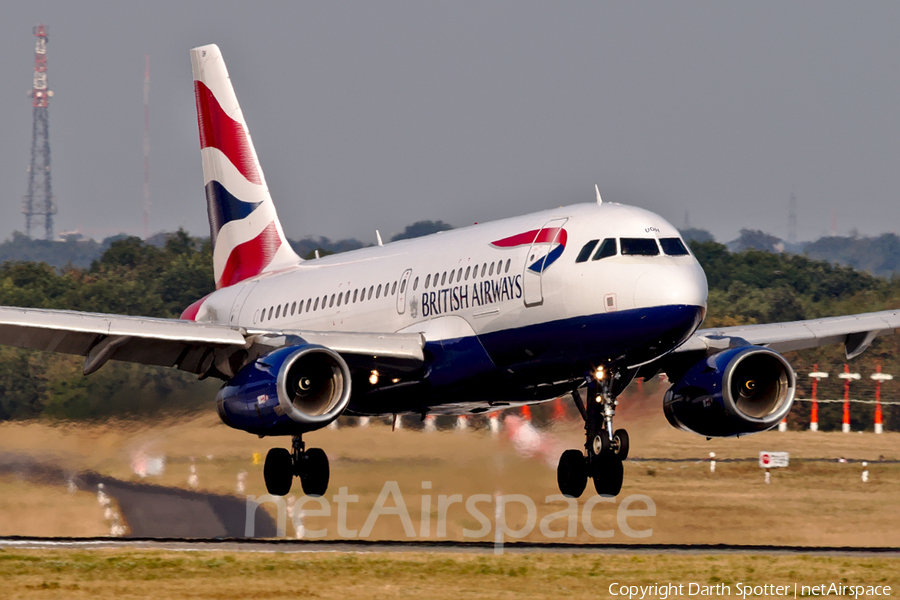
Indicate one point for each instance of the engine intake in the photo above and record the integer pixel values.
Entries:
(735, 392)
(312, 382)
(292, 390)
──────────────────────────────
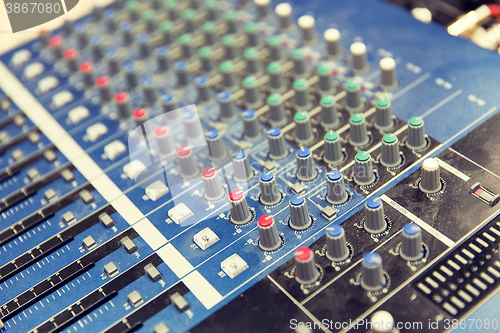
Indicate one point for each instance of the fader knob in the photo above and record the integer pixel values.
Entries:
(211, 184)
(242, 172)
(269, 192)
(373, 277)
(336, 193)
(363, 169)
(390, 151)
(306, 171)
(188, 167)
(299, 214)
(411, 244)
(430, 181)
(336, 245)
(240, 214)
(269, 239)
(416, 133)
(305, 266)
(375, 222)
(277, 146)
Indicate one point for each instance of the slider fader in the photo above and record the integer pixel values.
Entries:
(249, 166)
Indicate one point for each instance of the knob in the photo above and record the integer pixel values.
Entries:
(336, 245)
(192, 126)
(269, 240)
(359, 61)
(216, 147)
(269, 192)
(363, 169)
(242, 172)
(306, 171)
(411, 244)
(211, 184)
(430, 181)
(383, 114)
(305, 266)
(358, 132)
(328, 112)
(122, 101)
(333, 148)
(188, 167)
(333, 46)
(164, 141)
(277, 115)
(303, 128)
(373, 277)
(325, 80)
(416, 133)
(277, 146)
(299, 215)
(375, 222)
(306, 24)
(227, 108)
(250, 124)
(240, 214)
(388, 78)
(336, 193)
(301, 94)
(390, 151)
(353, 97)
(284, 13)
──────────────────────────────
### Exercise prompt
From the records above, give again exactly the lines running from the line with "Indicate one point for each instance of the slider" to the line with "Indicate one point for each instance of the knob", inclusive.

### Answer box
Indicate one point for each instance of the slider fader in the photo above and record the integer pixel values.
Entries:
(249, 166)
Indicate one point for each instance of the knob in the photo above and record the integer pixel values.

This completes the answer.